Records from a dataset
========

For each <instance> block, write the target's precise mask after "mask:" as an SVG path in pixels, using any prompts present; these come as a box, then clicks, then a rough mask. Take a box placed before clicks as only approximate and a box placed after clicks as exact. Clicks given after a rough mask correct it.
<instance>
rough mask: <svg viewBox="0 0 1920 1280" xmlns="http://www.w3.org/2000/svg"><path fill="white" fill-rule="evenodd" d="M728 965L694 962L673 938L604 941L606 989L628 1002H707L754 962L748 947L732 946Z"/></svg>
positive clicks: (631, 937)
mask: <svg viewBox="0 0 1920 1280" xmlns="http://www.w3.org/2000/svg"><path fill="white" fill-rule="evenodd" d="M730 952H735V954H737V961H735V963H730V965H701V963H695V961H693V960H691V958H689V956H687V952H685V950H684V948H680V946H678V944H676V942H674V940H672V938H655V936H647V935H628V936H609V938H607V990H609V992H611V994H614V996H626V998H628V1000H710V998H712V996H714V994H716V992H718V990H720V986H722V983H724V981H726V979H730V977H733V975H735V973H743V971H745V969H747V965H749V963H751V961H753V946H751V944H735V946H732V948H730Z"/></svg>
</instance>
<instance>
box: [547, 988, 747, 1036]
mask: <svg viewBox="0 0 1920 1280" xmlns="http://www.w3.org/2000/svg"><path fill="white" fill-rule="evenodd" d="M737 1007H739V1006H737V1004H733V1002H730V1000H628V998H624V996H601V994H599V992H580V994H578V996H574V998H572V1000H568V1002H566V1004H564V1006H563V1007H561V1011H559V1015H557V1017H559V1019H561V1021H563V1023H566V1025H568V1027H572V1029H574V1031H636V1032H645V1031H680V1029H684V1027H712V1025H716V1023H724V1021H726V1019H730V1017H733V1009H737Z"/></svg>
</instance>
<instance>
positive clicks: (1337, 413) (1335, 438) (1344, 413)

========

- **Request**
With every line kept whole, write out the records again exactly.

- **Worked solution**
For each <instance> block, write the target's precise mask after "mask:" as an SVG path in pixels, using any prompts present; these come as a box, then clicks, then a rough mask. Take a box placed before clicks as only approximate and a box placed after clicks as exact. Clicks given after a rough mask correct it.
<instance>
rough mask: <svg viewBox="0 0 1920 1280" xmlns="http://www.w3.org/2000/svg"><path fill="white" fill-rule="evenodd" d="M728 965L694 962L673 938L604 941L606 989L628 1002H707L754 962L748 947L732 946Z"/></svg>
positive clicks: (631, 937)
mask: <svg viewBox="0 0 1920 1280" xmlns="http://www.w3.org/2000/svg"><path fill="white" fill-rule="evenodd" d="M730 952H735V954H737V961H735V963H730V965H701V963H695V961H693V960H691V958H689V956H687V952H685V950H684V948H680V946H678V944H676V942H674V940H672V938H655V936H647V935H628V936H609V938H607V990H609V992H611V994H614V996H626V998H628V1000H710V998H712V996H714V994H716V992H718V990H720V986H722V983H724V981H726V979H730V977H733V975H735V973H743V971H745V969H747V965H749V963H751V961H753V946H751V944H735V946H732V948H730Z"/></svg>
</instance>
<instance>
box: [547, 988, 747, 1036]
mask: <svg viewBox="0 0 1920 1280" xmlns="http://www.w3.org/2000/svg"><path fill="white" fill-rule="evenodd" d="M737 1007H739V1006H737V1004H733V1002H730V1000H628V998H624V996H601V994H599V992H580V994H578V996H574V998H572V1000H568V1002H566V1004H564V1006H563V1007H561V1011H559V1015H557V1017H559V1019H561V1021H563V1023H566V1025H568V1027H572V1029H574V1031H636V1032H645V1031H680V1029H684V1027H712V1025H716V1023H724V1021H726V1019H730V1017H733V1009H737Z"/></svg>
</instance>
<instance>
positive clicks: (1337, 413) (1335, 438) (1344, 413)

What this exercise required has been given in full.